→ **GIVEN PASSAGE**
-- Begin --

# iBook ClamShell



## BluClam (Jun 2, 2008)

I have an iBook G3 clam shell that I would really like to use. Honestly, I just want to use the computer to get onto the internet and -maybe- use iTunes (the itunes thing is actually a dream, I just want something to be in bed with and surf the web). Since I am into computer graphics and HTML, I just use my Mac desktop and would love to wait for the an Mac Tablet (if ever) before running out and buying something more portable. 

The ClamShell is:
iBook G3
300 MHZ
64 MB RAM
OS 9.2 

I was thinking about bringing it to a Mac Genius at my mall, but the last time I went into the Apple Store, I was the smartest one there... and I'm not that smart. So, HELP!! LoL!

The Internet Browser is actually internet Explorer 5. 
If I could, I would like to update to Tiger, but it wouldn't be needed if I could just find a good browser.


----------



## VirtualTracy (Jun 2, 2008)

I'm not sure what your issue is exactly?  Is it the web browsing part or itunes?


----------



## BluClam (Jun 2, 2008)

It's everything, I cannot find programs that are compatible that allows me to actually use the laptop. When I try to go on the web, I have limited access due to an old browser. I haven't attempted iTunes, but when I try to play a CD, it wont go into double digit tracks 

I just want to bring it up to date enough to enjoy it.


----------



## DeltaMac (Jun 2, 2008)

-- End --

→ **DATA SECTION**
-- Begin --

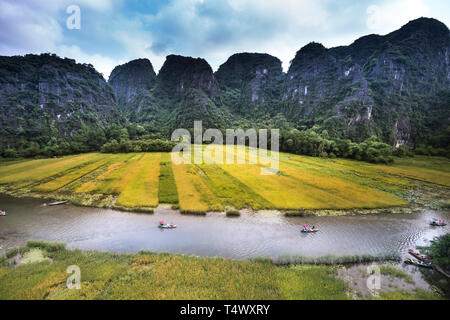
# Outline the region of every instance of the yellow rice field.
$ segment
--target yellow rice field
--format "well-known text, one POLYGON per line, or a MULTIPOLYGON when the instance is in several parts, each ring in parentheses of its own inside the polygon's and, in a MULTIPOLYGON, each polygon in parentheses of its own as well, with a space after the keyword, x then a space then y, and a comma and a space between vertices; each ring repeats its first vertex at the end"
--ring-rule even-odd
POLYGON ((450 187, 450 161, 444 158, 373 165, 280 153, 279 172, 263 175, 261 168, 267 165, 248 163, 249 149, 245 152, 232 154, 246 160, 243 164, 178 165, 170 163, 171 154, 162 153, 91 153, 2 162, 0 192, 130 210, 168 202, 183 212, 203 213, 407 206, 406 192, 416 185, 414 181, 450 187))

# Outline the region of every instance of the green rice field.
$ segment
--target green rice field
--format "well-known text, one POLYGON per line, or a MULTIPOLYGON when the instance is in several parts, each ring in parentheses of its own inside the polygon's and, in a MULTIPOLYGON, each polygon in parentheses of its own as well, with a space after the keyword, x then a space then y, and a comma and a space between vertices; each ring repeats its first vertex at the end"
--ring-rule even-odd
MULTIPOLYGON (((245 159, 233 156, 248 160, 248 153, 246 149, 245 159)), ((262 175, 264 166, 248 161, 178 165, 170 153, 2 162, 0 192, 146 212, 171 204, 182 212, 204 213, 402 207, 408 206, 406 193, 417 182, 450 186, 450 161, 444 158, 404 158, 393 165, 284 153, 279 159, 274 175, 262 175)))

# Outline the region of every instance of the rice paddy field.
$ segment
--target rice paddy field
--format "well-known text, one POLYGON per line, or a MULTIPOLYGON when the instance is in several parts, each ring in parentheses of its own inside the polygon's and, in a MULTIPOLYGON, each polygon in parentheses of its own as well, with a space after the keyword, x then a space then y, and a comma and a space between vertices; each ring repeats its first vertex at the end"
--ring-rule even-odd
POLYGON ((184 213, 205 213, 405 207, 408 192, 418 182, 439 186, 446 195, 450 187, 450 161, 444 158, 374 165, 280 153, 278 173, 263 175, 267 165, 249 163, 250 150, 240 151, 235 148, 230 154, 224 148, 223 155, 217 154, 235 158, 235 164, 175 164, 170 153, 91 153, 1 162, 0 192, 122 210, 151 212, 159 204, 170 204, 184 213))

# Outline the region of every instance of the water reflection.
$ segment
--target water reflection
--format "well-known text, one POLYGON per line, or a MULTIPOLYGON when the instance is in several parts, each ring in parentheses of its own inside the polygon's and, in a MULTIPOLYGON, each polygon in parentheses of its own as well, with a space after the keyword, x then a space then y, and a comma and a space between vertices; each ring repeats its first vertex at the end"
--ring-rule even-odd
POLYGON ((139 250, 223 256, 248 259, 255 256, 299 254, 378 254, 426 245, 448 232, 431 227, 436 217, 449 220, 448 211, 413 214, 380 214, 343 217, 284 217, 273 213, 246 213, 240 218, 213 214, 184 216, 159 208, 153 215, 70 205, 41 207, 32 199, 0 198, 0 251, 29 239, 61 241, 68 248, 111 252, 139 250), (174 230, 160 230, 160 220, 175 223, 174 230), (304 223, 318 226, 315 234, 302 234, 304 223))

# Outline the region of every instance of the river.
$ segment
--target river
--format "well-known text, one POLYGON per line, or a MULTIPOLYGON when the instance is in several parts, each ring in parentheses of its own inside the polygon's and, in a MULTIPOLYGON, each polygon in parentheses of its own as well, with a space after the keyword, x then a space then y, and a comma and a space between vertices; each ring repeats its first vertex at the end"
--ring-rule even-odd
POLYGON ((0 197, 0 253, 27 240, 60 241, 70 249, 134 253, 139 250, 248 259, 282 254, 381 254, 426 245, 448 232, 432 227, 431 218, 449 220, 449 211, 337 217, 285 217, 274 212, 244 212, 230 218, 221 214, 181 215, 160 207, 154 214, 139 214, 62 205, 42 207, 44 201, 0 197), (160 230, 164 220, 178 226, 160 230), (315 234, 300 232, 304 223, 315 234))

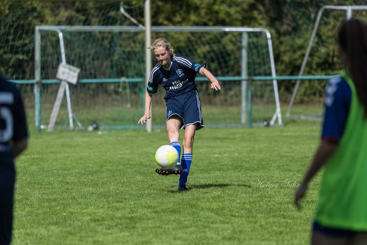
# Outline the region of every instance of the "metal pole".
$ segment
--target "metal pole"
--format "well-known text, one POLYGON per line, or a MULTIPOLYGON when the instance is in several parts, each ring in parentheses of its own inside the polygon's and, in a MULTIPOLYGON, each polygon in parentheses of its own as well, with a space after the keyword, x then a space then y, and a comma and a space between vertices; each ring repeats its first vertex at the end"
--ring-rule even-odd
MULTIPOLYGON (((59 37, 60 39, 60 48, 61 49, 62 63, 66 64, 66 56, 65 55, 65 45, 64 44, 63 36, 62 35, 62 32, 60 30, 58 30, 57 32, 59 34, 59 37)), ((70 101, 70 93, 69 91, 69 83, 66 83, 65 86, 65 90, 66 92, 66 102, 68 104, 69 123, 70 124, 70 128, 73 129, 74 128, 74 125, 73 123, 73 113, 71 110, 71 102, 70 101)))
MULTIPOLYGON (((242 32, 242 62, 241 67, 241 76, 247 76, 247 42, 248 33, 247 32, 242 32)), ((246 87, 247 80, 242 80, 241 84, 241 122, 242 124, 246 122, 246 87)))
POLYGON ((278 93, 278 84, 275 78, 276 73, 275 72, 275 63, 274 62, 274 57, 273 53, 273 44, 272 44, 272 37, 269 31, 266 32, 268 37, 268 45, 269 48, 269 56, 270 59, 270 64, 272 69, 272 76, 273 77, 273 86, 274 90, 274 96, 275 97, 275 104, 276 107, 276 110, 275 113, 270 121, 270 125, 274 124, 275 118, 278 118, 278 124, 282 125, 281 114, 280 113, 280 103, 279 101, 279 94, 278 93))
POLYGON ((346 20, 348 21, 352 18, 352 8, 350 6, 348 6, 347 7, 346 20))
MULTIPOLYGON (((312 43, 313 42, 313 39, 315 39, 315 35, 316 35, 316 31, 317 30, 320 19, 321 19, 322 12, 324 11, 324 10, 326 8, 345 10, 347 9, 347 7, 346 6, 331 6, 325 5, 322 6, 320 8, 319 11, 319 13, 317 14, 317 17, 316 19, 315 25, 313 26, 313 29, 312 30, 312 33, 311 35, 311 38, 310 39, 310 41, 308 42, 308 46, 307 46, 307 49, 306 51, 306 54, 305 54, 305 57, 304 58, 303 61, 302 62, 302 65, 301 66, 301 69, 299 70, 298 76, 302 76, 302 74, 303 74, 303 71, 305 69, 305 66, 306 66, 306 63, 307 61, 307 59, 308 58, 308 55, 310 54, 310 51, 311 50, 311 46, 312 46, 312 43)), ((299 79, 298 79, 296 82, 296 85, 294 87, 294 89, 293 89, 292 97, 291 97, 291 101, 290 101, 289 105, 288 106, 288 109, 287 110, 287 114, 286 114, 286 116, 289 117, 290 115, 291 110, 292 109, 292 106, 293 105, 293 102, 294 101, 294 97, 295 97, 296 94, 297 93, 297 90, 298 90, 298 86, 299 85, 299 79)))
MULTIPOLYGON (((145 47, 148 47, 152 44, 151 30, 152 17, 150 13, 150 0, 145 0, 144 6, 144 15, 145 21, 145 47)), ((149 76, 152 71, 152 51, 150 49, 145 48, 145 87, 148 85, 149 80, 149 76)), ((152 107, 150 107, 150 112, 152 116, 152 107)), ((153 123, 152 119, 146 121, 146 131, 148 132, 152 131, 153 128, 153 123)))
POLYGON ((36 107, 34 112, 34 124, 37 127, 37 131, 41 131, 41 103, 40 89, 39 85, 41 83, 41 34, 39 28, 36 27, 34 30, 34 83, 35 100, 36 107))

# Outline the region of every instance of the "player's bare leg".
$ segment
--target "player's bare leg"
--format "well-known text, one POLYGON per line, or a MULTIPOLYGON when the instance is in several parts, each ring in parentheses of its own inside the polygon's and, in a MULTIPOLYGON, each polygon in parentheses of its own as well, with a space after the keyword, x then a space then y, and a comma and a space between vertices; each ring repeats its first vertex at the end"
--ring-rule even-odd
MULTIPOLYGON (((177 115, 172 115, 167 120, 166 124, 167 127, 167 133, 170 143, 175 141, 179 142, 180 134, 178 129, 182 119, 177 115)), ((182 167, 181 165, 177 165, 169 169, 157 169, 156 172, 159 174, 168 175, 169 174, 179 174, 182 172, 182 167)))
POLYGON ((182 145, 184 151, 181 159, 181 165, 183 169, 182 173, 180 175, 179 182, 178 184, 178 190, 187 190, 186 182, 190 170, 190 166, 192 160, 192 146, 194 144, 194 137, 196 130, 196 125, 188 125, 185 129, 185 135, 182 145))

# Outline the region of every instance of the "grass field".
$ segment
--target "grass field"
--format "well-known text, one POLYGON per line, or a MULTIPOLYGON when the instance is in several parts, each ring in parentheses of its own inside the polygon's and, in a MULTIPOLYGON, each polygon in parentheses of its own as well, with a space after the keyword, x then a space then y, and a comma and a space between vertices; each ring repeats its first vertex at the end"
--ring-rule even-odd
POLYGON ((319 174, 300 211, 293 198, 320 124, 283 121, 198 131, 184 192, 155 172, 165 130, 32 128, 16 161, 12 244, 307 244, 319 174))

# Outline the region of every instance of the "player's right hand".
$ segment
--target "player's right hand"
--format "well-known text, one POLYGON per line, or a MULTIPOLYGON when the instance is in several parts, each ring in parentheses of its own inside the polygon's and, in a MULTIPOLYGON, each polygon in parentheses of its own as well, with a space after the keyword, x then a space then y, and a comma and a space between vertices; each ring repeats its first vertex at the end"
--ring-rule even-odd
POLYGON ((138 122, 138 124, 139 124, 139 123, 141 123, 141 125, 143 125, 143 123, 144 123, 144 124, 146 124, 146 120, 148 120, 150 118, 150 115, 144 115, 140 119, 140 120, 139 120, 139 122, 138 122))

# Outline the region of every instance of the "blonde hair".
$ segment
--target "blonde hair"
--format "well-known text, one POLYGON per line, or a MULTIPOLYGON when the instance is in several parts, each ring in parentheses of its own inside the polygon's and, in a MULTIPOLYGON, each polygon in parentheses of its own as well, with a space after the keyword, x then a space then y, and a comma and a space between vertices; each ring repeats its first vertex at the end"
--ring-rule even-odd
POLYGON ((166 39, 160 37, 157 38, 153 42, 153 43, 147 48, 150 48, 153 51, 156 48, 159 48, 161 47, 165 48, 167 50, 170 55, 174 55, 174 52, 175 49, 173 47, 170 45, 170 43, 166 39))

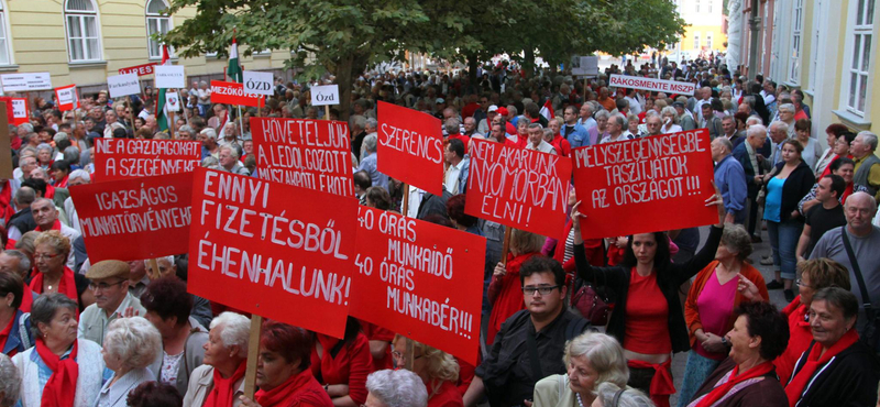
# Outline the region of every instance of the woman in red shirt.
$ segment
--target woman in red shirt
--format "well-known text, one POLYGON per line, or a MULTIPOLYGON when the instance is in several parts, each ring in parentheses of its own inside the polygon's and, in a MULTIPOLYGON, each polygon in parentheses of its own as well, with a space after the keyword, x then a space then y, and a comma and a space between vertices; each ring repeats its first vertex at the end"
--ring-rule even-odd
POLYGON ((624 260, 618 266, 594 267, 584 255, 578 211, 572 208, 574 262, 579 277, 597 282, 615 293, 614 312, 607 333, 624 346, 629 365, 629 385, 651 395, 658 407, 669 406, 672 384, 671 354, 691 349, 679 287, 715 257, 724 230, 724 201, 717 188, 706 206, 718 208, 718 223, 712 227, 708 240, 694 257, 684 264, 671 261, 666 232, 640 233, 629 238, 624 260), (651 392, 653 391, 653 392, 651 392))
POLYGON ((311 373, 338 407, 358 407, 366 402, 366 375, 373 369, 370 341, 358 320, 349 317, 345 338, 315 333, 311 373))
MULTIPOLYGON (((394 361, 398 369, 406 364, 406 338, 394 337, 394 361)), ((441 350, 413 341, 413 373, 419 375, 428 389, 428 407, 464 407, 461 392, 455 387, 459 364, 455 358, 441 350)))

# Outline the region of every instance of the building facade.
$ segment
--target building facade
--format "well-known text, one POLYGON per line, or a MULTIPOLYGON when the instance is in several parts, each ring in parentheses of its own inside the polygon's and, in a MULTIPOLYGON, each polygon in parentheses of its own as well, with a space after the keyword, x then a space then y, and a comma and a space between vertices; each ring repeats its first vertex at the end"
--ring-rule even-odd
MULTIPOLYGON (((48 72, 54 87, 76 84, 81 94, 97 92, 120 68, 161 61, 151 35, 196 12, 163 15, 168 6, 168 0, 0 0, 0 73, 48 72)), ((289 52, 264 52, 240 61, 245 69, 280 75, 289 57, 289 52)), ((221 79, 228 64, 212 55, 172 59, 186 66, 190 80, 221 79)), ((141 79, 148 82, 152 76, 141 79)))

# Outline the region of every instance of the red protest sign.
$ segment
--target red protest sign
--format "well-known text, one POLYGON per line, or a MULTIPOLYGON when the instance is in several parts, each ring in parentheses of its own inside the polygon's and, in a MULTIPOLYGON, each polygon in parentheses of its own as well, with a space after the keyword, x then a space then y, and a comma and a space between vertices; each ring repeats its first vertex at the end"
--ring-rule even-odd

-- End --

→ **TASKS TO COMPLETE**
a) According to the iBook clamshell thread, what internet browser is on the laptop?
b) List each specification that BluClam gives for the laptop in the iBook clamshell thread.
The material shown here was taken from a separate source.

→ **SOLVED PROBLEMS**
a) Internet Explorer 5.

b)
- iBook G3
- 300 MHZ
- 64 MB RAM
- OS 9.2